- Aim of the exercise: Could you give back every record below exactly, leaving out the pictures?
Top of Supplied material
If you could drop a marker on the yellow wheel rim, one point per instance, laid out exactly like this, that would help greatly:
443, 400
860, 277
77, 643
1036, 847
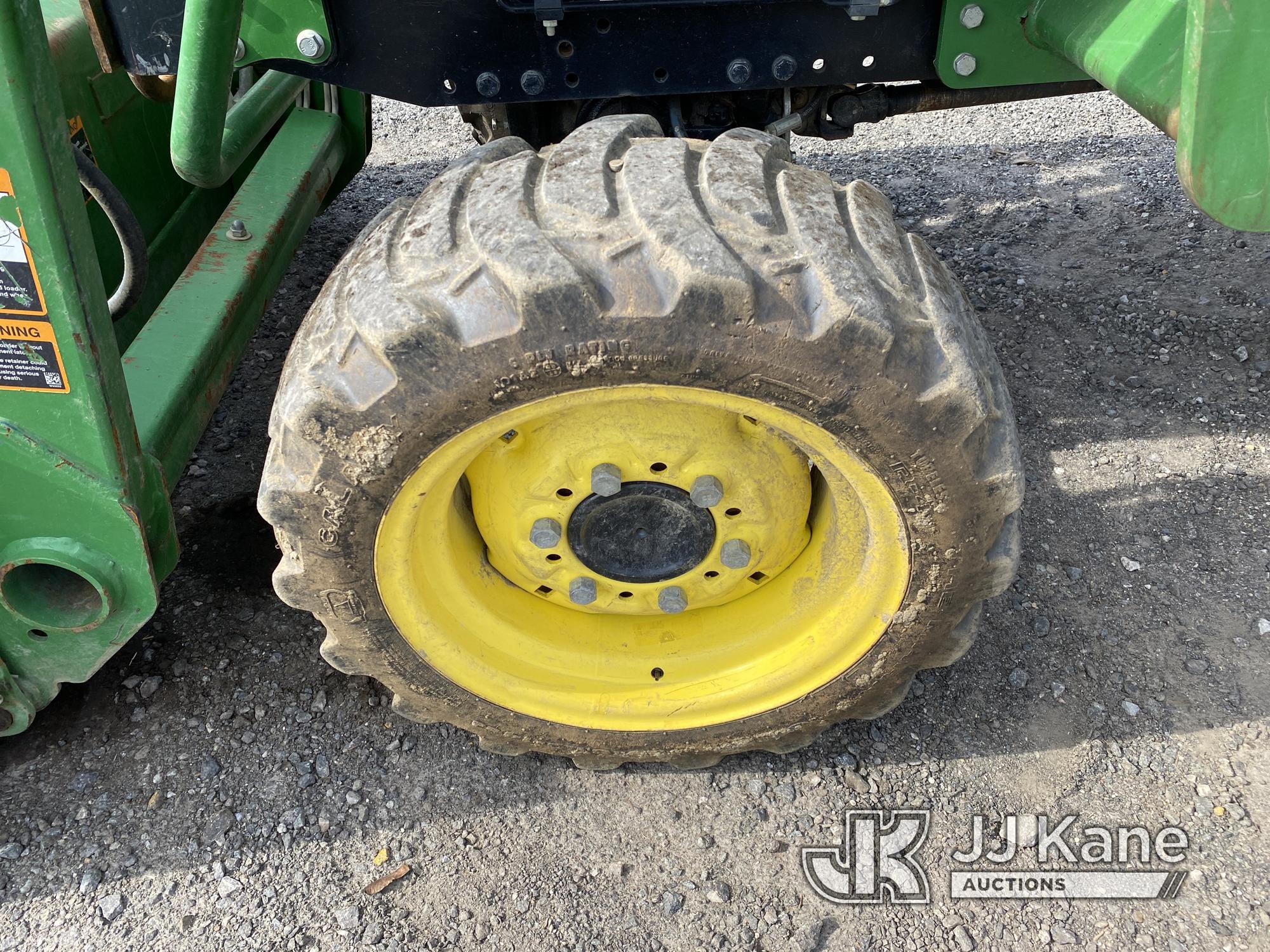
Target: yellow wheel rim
468, 581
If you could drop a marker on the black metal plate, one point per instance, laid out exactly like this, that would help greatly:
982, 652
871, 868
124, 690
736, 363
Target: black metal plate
431, 51
647, 532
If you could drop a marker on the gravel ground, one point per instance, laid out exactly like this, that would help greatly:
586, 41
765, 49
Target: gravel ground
218, 786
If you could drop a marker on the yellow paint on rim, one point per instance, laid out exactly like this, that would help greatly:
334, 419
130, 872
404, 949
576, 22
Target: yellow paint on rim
803, 626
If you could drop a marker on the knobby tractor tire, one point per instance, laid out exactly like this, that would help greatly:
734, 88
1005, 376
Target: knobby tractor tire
620, 257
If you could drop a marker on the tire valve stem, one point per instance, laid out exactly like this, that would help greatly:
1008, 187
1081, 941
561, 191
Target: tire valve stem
545, 534
606, 480
707, 492
582, 591
735, 554
671, 600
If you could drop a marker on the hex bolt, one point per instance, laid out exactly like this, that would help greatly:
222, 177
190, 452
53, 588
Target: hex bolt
545, 534
735, 554
784, 68
972, 16
533, 82
582, 591
311, 45
606, 480
671, 600
707, 492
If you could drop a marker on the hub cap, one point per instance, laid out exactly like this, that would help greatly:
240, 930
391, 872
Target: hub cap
739, 559
646, 532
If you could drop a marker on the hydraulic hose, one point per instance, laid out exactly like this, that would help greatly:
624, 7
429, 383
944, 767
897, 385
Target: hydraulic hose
133, 241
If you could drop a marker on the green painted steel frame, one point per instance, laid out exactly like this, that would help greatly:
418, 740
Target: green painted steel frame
1003, 55
209, 140
270, 30
1198, 70
86, 511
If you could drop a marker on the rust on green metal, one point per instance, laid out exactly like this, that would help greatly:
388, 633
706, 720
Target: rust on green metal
87, 526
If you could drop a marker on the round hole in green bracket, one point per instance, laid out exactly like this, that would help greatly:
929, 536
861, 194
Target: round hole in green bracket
51, 596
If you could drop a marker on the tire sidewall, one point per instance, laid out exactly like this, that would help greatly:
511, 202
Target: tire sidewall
Bottom of Supplied material
- Result of this task:
If you could drop a marker on the yellow wheel rim, one point per instance, laid out exactly like this, that would help greatly:
443, 400
860, 277
77, 643
1036, 847
Target: yellow wheel rim
468, 581
If you could drop a marker on the black metal plate, one point per instance, laid out exactly like this, that would help greatly:
982, 652
871, 868
124, 690
736, 363
Target: black metal plate
431, 51
647, 532
If you could drop a marker on the gravel ground, one point per instance, laid out exactly like this, that would help greatly:
586, 41
765, 49
Target: gravel ground
218, 786
If you could drop a marker on the yellow paint on rim, one point per instance, laid out exactly like this, that would help greatly:
334, 419
130, 872
404, 949
576, 22
Target: yellow paint on rim
803, 626
If you could drop a marker on the knobby tractor tire, one point per instance, laid out exactly like this, that would help greatly:
734, 88
1005, 376
Target: knobby tractor tire
620, 257
If you could drop a marker on the tire valve stem, one point per instance, laid out exactly like this, that would help greatly:
1008, 187
1081, 941
561, 191
Target: tire valve stem
545, 534
606, 480
707, 492
582, 591
735, 554
671, 600
If you could drop a marker on the hex bolt, one point per instance, laid out exactly like this, that would help greatly:
222, 177
190, 452
53, 588
Target: hex bolt
545, 534
735, 554
784, 68
972, 16
533, 82
582, 591
311, 45
606, 480
671, 600
707, 492
If you could drop a marker on the hub cap, one point per instance, laid out exactly like this, that would help greatly:
240, 930
391, 872
Target: hub cap
739, 559
646, 532
If you could drop a marker on the hydraulic hose, one point per instance, laid out exactly like this, that would help greatly:
624, 7
429, 383
944, 767
897, 385
Target: hydraulic hose
133, 241
If you could drop a marker on the green painted steel frame, one point per instance, laid out exactly like this, that would help greatly:
418, 740
Target: green painted steel frame
1003, 55
209, 140
270, 30
1198, 70
86, 511
If you could drop a marker on the rust on green metal, one point per instance, laid out exactly like this, that would help greatly:
388, 633
706, 720
Target: rust on green metal
87, 526
If you could drop a marker on the round hole in green bracket, one point per instance, laid out exactly like this, that would help greatly:
929, 536
861, 194
Target: round hole in green bracket
51, 596
If you could drop a marker on the tire sidewall, one point per instance, laid out exactly like this, that would help greatly:
511, 202
Target: tire sidewall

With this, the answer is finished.